-- PROVIDED DATA --

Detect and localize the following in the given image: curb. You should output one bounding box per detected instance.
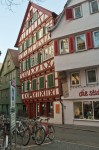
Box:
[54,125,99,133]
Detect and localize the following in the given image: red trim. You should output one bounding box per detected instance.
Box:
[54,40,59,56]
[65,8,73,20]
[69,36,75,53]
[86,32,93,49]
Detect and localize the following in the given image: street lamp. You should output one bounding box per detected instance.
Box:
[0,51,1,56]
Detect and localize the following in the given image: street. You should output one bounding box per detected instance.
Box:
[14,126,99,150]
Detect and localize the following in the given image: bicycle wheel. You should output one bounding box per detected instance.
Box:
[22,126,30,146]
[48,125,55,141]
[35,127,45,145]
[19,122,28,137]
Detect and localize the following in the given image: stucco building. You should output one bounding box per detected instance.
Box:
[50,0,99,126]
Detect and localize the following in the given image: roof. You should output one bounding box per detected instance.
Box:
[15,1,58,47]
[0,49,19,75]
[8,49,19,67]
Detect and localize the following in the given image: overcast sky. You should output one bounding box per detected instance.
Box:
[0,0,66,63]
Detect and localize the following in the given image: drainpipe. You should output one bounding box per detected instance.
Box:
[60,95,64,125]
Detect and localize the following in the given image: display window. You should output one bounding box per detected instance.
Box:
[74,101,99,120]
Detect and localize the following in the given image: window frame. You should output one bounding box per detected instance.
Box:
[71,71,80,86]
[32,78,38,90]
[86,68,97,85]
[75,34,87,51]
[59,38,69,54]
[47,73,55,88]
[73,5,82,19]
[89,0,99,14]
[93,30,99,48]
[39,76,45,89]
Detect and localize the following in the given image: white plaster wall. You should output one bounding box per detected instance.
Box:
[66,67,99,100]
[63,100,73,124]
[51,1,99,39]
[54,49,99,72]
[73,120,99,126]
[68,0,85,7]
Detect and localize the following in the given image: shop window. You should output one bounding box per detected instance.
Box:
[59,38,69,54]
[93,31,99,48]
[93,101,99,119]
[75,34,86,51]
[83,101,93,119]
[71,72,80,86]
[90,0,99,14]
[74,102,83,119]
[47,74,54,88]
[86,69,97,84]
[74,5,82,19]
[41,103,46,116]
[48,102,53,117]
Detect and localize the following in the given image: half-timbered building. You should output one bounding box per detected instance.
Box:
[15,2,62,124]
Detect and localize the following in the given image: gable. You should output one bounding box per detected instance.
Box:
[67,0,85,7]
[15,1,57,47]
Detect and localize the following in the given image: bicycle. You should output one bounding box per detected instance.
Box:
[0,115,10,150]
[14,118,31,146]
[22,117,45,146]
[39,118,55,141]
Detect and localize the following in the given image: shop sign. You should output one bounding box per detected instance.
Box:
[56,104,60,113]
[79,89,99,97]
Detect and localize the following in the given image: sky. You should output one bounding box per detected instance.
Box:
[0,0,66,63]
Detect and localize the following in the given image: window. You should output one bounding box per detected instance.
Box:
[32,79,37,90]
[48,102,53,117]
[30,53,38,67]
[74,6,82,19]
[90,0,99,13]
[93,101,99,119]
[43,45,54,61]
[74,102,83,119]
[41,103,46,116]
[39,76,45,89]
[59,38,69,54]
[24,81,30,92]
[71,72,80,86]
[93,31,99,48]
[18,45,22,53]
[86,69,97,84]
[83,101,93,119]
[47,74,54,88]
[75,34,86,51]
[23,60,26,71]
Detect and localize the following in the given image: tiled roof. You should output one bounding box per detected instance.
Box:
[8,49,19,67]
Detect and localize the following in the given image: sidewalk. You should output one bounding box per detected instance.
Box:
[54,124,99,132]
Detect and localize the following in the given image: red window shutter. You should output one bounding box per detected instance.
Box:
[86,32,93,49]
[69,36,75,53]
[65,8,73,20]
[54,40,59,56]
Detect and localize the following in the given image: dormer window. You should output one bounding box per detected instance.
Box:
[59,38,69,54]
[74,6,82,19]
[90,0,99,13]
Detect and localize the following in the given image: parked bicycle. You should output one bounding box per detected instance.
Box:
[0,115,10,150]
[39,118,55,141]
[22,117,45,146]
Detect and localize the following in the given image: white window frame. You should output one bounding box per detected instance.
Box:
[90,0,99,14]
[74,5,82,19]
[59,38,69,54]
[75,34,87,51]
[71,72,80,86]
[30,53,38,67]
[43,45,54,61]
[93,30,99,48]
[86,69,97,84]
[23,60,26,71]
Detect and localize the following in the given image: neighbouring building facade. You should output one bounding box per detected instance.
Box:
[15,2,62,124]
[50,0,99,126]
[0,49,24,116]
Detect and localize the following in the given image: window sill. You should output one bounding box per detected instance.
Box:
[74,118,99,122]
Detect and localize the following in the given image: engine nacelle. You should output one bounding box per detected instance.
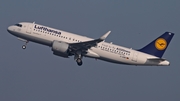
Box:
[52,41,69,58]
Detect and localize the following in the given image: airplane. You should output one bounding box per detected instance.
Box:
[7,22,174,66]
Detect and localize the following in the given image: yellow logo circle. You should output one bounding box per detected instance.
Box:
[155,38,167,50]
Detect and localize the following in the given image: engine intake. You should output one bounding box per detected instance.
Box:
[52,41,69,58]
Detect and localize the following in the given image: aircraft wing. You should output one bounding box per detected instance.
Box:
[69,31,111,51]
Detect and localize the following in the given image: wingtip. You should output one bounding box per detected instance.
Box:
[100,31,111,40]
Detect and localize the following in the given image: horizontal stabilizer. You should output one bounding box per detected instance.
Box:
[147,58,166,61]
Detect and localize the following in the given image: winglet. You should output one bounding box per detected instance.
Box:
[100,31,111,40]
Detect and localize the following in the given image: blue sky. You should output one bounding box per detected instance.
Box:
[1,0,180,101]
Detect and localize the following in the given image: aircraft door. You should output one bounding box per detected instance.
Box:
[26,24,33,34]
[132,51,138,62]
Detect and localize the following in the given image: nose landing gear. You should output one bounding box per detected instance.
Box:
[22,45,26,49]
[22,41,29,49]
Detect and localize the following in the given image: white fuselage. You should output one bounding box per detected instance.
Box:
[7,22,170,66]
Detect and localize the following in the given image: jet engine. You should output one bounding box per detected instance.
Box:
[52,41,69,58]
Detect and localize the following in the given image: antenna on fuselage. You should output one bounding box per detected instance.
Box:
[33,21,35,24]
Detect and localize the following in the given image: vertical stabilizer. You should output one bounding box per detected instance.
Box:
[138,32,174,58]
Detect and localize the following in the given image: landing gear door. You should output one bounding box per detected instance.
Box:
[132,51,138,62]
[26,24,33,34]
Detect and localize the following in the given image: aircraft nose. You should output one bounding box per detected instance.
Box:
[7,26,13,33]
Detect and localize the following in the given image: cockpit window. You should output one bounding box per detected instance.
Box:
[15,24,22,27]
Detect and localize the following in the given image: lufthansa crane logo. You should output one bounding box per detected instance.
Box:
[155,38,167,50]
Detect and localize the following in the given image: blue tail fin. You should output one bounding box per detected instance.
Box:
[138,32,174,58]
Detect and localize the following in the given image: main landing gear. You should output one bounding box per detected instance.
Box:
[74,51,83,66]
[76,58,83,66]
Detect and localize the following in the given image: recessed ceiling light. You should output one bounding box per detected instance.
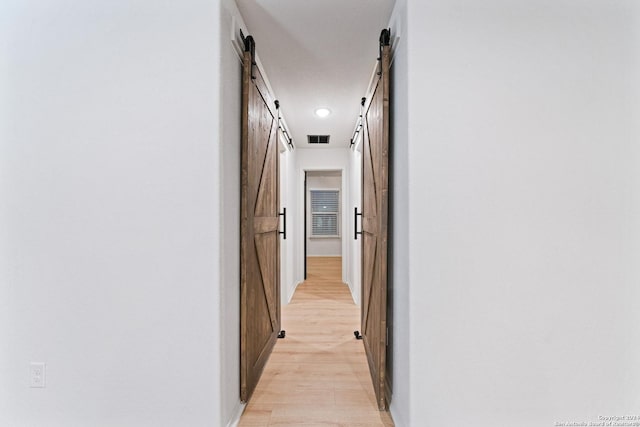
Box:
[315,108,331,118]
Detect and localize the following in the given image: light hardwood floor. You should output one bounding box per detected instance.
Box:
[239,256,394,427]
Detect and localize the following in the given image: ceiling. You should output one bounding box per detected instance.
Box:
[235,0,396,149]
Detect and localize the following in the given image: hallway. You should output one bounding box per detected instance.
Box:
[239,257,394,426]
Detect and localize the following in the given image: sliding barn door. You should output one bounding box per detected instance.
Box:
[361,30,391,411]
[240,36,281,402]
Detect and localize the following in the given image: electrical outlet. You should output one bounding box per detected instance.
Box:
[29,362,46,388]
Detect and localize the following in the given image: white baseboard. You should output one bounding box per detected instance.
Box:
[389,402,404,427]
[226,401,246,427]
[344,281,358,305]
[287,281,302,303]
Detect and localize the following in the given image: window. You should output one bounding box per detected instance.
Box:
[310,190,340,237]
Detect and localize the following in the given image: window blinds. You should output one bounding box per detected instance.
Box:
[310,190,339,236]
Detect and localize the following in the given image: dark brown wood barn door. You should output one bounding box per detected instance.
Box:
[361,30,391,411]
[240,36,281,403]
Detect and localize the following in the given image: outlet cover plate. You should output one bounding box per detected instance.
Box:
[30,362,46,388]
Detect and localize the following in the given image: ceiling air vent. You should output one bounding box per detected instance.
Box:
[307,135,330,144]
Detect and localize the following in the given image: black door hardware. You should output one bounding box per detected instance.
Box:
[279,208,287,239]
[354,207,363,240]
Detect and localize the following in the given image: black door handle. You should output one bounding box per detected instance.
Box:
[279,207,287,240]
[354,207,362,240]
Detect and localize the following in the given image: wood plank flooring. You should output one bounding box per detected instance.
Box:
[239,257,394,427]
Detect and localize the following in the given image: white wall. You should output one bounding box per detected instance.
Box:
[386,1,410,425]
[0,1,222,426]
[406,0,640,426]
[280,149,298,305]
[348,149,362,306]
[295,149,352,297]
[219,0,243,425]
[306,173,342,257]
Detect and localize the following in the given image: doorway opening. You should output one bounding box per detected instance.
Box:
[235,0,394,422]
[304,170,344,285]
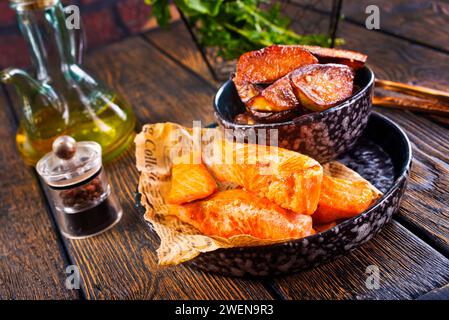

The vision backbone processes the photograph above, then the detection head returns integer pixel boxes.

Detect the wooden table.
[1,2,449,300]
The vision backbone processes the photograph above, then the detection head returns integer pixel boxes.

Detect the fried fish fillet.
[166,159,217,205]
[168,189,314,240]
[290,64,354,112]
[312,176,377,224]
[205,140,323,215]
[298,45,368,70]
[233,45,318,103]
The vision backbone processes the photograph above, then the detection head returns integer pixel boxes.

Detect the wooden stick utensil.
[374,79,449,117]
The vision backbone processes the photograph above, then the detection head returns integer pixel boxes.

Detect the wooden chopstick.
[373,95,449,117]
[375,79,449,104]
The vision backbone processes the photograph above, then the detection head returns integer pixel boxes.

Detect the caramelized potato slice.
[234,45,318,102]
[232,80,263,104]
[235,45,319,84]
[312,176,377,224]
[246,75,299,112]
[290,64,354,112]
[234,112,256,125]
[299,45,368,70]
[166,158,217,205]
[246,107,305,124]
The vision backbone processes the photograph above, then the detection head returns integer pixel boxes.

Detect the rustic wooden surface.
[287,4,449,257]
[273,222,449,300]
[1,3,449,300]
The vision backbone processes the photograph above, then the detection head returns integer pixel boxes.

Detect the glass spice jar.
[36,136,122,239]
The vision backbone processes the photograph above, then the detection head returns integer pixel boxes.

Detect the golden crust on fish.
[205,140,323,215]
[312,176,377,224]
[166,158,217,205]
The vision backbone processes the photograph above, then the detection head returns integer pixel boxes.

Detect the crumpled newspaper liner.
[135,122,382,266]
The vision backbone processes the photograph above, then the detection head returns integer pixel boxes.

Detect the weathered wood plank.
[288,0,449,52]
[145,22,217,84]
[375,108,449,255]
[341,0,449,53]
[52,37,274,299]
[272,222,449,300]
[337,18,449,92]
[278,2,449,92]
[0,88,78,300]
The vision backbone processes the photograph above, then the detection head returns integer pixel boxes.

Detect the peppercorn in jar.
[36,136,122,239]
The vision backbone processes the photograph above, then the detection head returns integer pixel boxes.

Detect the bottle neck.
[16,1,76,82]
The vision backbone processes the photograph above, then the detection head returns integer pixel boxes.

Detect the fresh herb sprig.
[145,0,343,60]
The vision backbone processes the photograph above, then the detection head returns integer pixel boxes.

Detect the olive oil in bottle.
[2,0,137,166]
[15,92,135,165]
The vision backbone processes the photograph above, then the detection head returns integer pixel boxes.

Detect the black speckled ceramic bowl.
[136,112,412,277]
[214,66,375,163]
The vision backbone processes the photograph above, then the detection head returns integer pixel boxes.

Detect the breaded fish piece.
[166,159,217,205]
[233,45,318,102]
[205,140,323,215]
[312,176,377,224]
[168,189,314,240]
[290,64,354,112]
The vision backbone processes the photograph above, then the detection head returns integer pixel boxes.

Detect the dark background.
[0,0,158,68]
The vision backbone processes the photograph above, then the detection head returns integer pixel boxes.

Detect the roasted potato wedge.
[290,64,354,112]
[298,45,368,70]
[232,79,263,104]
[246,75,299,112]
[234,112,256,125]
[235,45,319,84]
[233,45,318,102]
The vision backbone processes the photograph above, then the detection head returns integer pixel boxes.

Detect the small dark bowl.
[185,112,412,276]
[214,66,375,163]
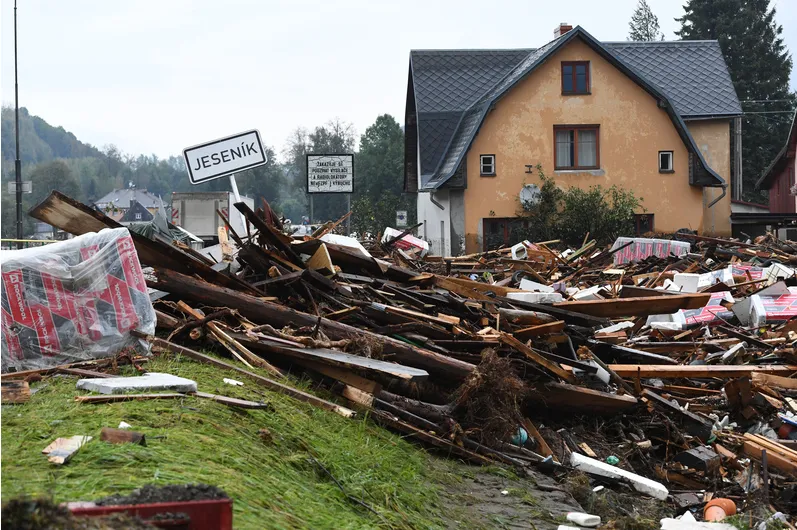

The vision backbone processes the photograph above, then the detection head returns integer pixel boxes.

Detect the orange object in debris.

-- AIM OF THE TASK --
Pull every line containing the word "bicycle" out of the material and copy it.

-- EXERCISE RESPONSE --
Detect and localize the following in the given image: bicycle wheel. You should output one bounding box per detected instance.
Detect and localize the following in the given image: bicycle. You should output one bounding box per detected instance.
Detect and localize the following in the given image: parked bicycle. You should output one bounding box per detected instance.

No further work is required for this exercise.